**Your instructions**
Identify every line in the data below that contains the string "ground" and copy each of those lines. The match is case-sensitive.

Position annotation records

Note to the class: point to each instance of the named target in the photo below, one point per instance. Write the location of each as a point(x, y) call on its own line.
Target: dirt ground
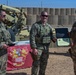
point(59, 63)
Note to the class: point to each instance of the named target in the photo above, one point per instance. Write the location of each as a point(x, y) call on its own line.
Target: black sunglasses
point(44, 15)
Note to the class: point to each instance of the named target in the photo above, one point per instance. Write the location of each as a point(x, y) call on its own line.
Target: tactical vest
point(4, 34)
point(43, 34)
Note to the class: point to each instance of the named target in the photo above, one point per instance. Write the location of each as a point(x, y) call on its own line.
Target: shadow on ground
point(16, 74)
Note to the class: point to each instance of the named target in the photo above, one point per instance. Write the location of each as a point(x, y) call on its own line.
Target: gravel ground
point(59, 63)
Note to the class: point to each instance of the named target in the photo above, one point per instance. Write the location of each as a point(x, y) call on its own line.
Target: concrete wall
point(57, 16)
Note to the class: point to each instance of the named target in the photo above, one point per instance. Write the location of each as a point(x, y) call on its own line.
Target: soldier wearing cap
point(4, 41)
point(40, 37)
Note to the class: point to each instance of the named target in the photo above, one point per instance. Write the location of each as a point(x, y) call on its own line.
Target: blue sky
point(40, 3)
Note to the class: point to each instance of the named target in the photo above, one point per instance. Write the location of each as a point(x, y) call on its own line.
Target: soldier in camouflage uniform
point(40, 38)
point(72, 50)
point(4, 40)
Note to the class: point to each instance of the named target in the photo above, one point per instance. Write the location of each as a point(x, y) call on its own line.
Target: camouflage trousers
point(39, 65)
point(3, 64)
point(73, 56)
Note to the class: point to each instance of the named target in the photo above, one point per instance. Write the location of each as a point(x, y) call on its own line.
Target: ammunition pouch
point(43, 40)
point(46, 39)
point(34, 57)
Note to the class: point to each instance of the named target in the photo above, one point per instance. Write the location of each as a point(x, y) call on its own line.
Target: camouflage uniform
point(72, 50)
point(4, 38)
point(40, 38)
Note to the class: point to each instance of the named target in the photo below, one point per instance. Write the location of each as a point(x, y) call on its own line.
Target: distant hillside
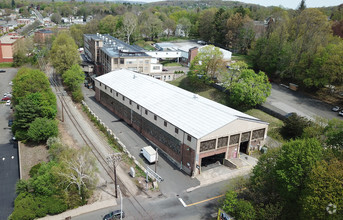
point(203, 3)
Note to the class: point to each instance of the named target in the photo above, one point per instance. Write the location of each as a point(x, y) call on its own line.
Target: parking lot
point(9, 169)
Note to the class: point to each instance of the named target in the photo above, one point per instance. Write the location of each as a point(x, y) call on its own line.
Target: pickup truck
point(149, 153)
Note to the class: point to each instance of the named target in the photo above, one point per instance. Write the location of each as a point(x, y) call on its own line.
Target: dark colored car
point(10, 123)
point(6, 98)
point(114, 215)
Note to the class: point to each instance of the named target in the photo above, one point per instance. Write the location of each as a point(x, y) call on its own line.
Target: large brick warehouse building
point(188, 128)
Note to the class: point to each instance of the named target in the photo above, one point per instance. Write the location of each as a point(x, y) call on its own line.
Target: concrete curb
point(82, 210)
point(19, 160)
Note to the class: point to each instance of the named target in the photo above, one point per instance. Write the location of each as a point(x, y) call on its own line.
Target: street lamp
point(114, 159)
point(121, 204)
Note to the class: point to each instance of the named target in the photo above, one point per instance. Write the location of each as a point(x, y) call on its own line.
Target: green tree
point(206, 22)
point(76, 31)
point(151, 27)
point(292, 169)
point(185, 25)
point(250, 90)
point(334, 133)
point(230, 202)
point(130, 22)
point(73, 77)
point(208, 63)
point(244, 210)
point(324, 186)
point(56, 18)
point(108, 24)
point(64, 53)
point(41, 129)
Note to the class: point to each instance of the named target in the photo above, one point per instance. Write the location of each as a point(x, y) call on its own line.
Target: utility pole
point(156, 159)
point(114, 159)
point(121, 204)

**Correct response**
Target: dirt ground
Target: shadow on ground
Target: gravel ground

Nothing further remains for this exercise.